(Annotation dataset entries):
*****

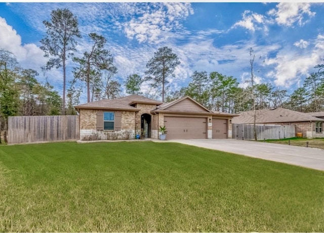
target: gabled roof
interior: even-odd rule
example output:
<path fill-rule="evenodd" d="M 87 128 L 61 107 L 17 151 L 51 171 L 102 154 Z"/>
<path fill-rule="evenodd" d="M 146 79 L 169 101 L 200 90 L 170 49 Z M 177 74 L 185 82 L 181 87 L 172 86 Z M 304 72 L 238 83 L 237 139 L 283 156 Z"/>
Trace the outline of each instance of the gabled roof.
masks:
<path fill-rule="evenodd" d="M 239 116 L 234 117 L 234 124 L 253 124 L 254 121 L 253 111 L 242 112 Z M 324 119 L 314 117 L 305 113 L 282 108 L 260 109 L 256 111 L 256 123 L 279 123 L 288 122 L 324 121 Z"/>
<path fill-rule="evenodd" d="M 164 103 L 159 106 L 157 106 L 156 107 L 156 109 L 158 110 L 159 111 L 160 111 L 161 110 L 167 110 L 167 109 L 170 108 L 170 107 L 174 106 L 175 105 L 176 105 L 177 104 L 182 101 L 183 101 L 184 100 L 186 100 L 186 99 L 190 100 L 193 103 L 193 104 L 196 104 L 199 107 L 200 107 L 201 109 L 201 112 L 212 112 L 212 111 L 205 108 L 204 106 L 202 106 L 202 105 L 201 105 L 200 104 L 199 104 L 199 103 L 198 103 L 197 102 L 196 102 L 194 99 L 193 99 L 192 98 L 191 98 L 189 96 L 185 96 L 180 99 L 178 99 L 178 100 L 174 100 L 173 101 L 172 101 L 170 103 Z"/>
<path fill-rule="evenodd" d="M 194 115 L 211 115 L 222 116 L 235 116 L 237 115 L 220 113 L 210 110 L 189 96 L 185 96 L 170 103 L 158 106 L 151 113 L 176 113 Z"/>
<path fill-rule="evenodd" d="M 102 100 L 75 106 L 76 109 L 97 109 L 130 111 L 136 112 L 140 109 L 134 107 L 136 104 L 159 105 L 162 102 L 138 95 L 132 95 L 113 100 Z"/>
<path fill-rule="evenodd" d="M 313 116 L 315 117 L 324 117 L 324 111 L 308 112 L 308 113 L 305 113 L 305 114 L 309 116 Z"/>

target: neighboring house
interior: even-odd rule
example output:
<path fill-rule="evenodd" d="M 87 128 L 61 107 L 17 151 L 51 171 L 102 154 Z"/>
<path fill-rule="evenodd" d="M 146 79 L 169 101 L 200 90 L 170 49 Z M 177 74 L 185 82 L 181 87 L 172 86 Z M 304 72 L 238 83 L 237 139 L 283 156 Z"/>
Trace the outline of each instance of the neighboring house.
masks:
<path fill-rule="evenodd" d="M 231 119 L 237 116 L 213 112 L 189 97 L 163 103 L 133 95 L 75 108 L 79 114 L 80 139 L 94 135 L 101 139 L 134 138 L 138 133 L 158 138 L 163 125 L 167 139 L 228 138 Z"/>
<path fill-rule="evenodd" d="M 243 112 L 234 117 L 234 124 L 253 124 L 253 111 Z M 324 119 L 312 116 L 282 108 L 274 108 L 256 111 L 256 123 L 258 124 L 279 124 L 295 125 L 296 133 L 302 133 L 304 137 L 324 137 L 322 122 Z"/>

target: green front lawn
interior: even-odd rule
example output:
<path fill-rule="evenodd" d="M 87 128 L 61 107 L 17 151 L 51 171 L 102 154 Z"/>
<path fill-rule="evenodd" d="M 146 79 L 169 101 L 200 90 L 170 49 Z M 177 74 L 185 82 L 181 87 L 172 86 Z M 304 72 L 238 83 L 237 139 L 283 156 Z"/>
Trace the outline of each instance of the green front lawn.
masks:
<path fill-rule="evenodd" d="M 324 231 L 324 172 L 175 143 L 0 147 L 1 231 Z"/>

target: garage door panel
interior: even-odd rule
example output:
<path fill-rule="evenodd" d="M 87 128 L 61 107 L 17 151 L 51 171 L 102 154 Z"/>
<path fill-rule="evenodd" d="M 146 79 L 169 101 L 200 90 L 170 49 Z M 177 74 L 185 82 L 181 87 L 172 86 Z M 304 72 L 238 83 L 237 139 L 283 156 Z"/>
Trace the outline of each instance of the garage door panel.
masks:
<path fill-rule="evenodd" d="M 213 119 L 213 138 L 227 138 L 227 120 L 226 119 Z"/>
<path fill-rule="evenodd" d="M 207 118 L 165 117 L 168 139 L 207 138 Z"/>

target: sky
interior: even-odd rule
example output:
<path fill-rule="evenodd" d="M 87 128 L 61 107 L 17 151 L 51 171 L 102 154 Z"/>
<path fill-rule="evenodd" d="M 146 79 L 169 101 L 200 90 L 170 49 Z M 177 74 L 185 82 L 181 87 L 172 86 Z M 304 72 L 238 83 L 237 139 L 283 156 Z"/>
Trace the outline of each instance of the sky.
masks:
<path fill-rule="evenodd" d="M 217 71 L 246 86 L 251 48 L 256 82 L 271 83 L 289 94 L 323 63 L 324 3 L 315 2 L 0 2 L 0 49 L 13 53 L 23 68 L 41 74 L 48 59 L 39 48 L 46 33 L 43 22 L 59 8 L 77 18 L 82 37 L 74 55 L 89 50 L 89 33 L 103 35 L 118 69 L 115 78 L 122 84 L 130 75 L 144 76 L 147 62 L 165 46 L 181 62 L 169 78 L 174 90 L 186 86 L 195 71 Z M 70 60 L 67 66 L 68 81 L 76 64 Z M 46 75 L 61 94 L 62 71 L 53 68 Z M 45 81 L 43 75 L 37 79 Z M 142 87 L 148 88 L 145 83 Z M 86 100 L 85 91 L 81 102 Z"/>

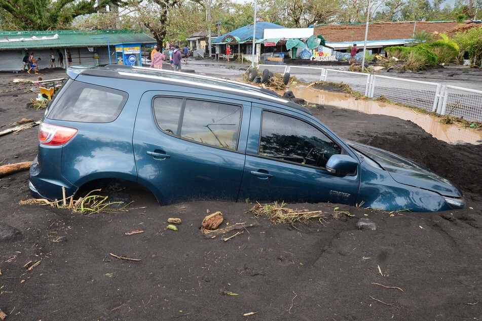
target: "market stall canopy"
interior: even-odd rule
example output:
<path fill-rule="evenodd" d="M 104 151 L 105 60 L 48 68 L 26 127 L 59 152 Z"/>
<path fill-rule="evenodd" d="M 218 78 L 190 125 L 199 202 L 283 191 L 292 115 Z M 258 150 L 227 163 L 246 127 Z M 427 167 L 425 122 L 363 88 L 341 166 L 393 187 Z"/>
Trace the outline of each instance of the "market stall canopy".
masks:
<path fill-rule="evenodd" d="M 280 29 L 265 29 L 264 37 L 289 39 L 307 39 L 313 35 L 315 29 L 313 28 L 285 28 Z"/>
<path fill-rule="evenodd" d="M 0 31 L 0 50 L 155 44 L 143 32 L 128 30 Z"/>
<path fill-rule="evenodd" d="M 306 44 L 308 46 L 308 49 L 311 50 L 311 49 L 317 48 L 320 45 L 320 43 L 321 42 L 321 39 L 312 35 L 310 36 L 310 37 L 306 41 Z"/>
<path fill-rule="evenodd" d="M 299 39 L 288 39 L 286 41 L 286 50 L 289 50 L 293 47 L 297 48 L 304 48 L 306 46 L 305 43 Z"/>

*****

(Work to be completed): Swap "neighboring house" for "adjacent building" in the part of the listing that opens with the line containing "target: neighboring house" and closes with the line containing "243 112 L 234". Write out only those lines, with everything else left unchanged.

(Task response):
target: adjacent building
interior: even-odd rule
example output:
<path fill-rule="evenodd" d="M 87 128 L 61 107 L 17 151 L 51 171 L 102 154 Z"/>
<path fill-rule="evenodd" d="M 146 79 L 169 101 L 200 90 L 170 49 Z M 177 74 L 185 82 L 181 87 L 172 86 Z M 304 72 L 238 83 L 237 139 L 283 156 Z"/>
Trace the outline of each instance of the adjacent building.
masks:
<path fill-rule="evenodd" d="M 231 119 L 237 116 L 213 112 L 189 97 L 163 103 L 133 95 L 75 108 L 79 114 L 80 139 L 94 135 L 101 139 L 134 138 L 138 133 L 158 138 L 163 125 L 167 139 L 228 138 Z"/>
<path fill-rule="evenodd" d="M 243 112 L 234 117 L 234 124 L 253 124 L 253 111 Z M 324 119 L 312 116 L 282 108 L 274 108 L 256 111 L 256 123 L 258 124 L 279 124 L 295 125 L 296 133 L 302 133 L 304 137 L 324 137 L 322 122 Z"/>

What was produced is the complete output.